- EXERCISE INSTRUCTIONS
Each entry below is to be printed verbatim.

^^^^

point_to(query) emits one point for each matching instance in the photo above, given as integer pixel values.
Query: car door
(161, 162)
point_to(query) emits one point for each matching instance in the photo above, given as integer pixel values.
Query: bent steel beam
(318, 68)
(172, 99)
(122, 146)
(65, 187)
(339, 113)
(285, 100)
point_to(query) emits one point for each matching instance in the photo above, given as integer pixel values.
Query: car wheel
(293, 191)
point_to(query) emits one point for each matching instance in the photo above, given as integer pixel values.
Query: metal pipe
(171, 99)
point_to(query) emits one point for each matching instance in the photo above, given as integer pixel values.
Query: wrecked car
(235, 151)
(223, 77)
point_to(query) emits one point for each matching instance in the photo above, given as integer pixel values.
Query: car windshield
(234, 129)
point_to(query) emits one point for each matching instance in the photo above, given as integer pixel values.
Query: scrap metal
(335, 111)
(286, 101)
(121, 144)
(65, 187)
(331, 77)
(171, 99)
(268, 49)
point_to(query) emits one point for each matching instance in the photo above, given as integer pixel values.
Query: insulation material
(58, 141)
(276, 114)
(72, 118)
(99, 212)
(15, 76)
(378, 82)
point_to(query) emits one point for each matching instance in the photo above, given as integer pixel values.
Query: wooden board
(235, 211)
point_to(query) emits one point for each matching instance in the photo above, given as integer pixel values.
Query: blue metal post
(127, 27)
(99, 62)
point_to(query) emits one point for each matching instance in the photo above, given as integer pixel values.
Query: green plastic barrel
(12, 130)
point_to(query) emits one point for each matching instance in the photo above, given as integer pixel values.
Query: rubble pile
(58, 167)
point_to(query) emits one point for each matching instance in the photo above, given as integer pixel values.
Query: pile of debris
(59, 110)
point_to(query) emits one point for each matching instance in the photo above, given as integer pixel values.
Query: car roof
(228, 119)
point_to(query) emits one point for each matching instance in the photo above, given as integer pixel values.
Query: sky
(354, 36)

^^^^

- EXERCISE SOLUTION
point_to(query) emits one point for each matching instance in the photo above, given as integer pixel values.
Query: car door
(161, 162)
point_to(query) emits one point for each matching instance in the photo above, given as integer pixel values.
Query: bent steel beam
(318, 68)
(172, 99)
(122, 146)
(65, 187)
(339, 113)
(285, 100)
point_to(query) emits one point for each matching instance in the photo above, given as integer pixel values.
Query: car wheel
(293, 191)
point_to(query) emits one point for each matching instance in the photo above, given as integer pixel values.
Query: metal pipe
(171, 99)
point_to(query) emits one point for each matching instance in the photo above, given as integer pixel values.
Query: wrecked car
(235, 151)
(223, 77)
point_to(query) emits one point for each matching instance in the photo above, given as integer pixel values.
Query: car windshield
(234, 129)
point_to(query) emits one point for each matching instance in the photo above, given as integer pixel values.
Query: scrap metal
(335, 111)
(286, 101)
(121, 144)
(65, 187)
(331, 77)
(171, 99)
(268, 49)
point_to(query) emits one point for each matching instance in the photo above, given as integer pixel values.
Query: insulation material
(58, 141)
(276, 114)
(72, 118)
(99, 212)
(15, 76)
(378, 82)
point_to(query) emits one point for each matching instance in the photo above, given as integer pixel values.
Query: wooden board
(235, 211)
point_to(query) emits one point for each matching instance in the photo above, given as integer pixel values.
Query: blue metal post
(127, 27)
(99, 62)
point_to(query) emits one point for each matching instance in the photo above, given as integer pixel values.
Query: green plastic barrel
(12, 130)
point_to(query) emits one point for each matching instance in the photo above, given as integer pixel values.
Query: rubble pile
(58, 167)
point_to(query) emits one point for each matching instance in the photo above, given as integer pixel values.
Query: pile of debris
(59, 110)
point_to(query) emits one point for each matching instance in the photo above, given as integer pixel values.
Query: car roof
(228, 119)
point_to(query) emits one point for each matching instance in the photo above, given as integer pixel values.
Query: sky
(354, 36)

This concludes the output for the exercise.